Please print only the top portion of the entries below, ending with the line that contains "Query: bridge window", exactly as written.

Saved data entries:
-*-

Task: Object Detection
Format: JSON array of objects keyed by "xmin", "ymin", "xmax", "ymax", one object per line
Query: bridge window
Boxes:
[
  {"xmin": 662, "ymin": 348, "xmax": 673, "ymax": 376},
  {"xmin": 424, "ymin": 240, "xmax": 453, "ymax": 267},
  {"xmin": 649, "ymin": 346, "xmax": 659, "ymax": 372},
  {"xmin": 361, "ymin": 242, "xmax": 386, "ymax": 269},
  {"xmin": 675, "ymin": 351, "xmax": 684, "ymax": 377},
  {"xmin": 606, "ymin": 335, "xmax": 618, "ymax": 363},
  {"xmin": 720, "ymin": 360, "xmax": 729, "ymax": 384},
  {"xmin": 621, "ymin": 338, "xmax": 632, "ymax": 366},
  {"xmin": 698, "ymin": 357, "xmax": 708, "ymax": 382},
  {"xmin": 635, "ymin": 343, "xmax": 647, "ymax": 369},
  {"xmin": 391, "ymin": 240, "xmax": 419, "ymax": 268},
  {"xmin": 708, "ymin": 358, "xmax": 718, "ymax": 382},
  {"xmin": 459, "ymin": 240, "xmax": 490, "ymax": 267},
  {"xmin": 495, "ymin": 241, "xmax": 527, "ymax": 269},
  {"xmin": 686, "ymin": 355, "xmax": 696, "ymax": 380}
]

-*-

(Answer to this problem):
Task: Object Detection
Format: JSON array of objects keyed by "xmin", "ymin", "xmax", "ymax", one object per line
Query: bridge window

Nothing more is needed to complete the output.